_Exercise_
Please gather and copy every line of the material below that contains the word "outline".

_Items_
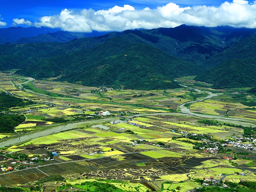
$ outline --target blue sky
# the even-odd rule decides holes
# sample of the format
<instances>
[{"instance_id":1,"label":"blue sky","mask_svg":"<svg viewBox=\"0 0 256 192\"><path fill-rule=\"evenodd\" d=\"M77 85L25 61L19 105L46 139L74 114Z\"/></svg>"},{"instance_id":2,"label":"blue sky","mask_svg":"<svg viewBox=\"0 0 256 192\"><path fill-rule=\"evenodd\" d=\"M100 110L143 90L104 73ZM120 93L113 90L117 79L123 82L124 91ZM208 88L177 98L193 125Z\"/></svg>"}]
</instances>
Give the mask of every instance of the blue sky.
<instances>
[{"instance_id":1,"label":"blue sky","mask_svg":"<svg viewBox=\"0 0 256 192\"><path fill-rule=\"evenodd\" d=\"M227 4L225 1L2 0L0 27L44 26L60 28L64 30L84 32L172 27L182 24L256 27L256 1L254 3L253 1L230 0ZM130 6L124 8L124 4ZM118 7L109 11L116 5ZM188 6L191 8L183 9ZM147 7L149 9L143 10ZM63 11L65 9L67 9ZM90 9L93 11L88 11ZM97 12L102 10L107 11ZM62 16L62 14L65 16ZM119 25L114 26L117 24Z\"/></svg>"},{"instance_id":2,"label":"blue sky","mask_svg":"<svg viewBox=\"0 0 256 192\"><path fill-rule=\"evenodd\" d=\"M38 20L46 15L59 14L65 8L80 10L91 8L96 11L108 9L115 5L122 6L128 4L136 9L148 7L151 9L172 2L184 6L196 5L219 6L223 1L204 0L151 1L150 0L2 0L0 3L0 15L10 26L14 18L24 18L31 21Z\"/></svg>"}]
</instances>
...
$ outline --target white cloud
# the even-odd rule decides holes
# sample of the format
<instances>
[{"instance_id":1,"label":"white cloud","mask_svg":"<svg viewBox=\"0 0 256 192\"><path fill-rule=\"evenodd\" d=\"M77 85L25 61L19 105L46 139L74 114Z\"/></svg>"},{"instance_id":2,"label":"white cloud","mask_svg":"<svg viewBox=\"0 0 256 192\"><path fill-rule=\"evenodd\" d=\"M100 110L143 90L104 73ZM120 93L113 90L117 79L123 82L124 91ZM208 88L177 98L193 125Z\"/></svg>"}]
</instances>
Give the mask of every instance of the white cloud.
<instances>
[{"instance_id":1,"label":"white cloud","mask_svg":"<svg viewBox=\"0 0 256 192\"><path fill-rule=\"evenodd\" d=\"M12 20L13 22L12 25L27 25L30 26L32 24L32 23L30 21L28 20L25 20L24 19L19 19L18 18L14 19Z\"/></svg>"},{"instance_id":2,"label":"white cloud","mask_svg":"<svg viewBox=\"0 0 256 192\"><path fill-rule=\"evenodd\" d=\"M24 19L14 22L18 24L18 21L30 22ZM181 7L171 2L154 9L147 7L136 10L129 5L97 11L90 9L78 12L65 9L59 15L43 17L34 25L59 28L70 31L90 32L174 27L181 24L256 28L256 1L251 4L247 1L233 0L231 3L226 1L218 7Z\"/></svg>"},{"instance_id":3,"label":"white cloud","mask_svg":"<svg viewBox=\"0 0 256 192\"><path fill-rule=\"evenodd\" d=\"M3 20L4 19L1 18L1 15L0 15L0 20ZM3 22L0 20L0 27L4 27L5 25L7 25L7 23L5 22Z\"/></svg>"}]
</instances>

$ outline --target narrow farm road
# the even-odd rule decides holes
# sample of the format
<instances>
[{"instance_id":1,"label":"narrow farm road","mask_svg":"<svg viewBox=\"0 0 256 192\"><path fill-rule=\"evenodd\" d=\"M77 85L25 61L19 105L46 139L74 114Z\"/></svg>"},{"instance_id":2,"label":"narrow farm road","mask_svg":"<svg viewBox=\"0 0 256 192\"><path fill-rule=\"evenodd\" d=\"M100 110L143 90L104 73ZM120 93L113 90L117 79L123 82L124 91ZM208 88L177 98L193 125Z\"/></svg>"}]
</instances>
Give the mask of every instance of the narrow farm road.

_Solved problem_
$ outline --target blue sky
$ outline --target white cloud
$ outline --target narrow farm road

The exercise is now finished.